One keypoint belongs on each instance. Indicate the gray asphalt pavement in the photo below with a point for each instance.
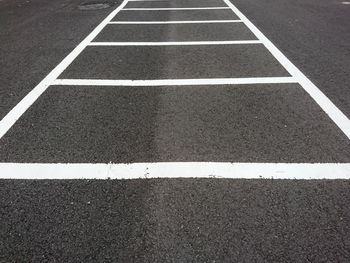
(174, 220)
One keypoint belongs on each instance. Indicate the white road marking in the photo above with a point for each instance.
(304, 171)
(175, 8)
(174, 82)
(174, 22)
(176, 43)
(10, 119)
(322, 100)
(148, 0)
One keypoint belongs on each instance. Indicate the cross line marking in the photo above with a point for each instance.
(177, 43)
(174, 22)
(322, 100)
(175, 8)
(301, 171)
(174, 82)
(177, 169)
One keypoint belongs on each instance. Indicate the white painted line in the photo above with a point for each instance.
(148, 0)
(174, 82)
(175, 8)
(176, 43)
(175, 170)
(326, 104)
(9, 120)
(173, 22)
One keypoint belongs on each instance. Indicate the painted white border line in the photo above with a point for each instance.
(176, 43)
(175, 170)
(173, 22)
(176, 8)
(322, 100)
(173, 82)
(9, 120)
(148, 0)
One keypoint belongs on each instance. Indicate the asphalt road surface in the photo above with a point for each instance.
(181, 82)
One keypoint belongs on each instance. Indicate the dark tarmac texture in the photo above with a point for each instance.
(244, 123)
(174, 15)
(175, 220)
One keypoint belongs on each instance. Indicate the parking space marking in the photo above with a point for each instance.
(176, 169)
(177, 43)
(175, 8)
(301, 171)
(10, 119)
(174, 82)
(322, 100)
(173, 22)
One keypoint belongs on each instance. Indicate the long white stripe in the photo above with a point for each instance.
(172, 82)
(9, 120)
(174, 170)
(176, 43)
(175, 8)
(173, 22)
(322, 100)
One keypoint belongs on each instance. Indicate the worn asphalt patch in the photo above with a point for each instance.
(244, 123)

## WHAT THIS TASK INVOLVES
Find the line with "One keypoint belongs on each instance. Indicate the worn" in the listing. Reproduce it and all the lines after it, exactly, through the last line.

## SOLVED PROBLEM
One keypoint belongs on each instance. Indicate the worn asphalt patch in the photo above with a point for each instance.
(244, 123)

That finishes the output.